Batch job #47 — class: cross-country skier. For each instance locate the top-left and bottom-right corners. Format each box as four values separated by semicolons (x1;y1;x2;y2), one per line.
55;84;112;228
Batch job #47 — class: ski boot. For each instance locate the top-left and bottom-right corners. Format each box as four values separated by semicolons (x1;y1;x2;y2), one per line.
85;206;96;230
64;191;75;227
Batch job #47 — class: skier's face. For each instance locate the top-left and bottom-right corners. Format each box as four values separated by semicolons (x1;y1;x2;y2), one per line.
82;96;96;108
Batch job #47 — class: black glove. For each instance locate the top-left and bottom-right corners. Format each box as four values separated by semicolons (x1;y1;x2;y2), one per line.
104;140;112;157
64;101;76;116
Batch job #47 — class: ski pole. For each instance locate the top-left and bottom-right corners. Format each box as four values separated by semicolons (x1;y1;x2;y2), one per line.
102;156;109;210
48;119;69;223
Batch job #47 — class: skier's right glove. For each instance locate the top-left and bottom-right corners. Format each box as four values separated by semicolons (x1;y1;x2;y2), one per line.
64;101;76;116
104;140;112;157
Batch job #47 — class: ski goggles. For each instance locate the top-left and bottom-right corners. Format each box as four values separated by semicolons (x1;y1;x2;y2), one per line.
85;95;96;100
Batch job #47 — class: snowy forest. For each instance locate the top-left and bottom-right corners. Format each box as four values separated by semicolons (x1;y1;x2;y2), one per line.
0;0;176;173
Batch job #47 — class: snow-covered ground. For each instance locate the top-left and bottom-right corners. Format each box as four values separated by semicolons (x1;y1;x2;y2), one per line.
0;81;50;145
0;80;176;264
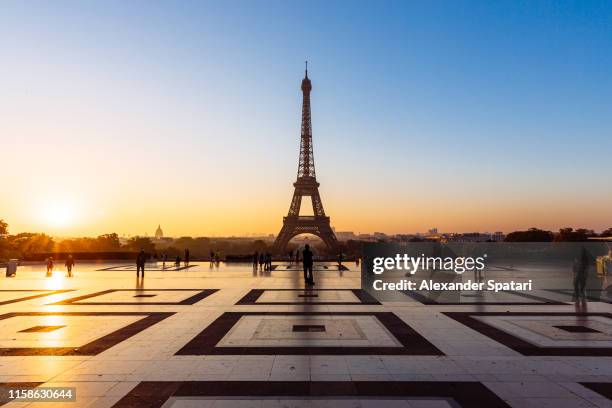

....

**Directions:** Rewrite the part of the records that opens with the line containing "Batch job #47 — class: black" and closes at the end of the records, keeping the requests and increasing every bounding-box coordinate by 68. Leave the pictures out of your answer.

**Result for this task:**
Batch job #47 — class: black glove. For each instance locate the top-left and bottom-right corners. Format each box as four values separated by semicolons (x1;y1;x2;y2), one per line.
172;208;180;225
132;169;144;184
Batch job #47 — class: ski pole. For each instance locate the top-left and bottom-right corners. Format each box as four values separated by semicolons (x1;y1;x2;y2), one per line.
170;224;177;278
116;187;137;291
Batch job #47 — class: skier's right glove. For each instance locate the top-left and bottom-right corners. Format each box as four values separated by semicolons (x1;y1;x2;y2), one per line.
132;169;144;184
172;208;180;225
Batch job #47 — class: ski goggles. For each instance locate the top-left and bottom-right corners. Format each box as four values separated by semicolons (x1;y1;x2;y2), one per line.
153;163;164;168
Batch job #47 — class: snowy forest. For each instance locate the top-left and bottom-right corners. Format each box as four values separated by semicolons (x1;y1;x2;y2), one per line.
68;68;244;241
Batch job #47 — class: snow-covered ground. For each instance locate the top-left and bottom-right corners. Format each box as four values separated by semicolons (x1;y1;x2;y2), one per line.
68;149;118;213
68;148;244;332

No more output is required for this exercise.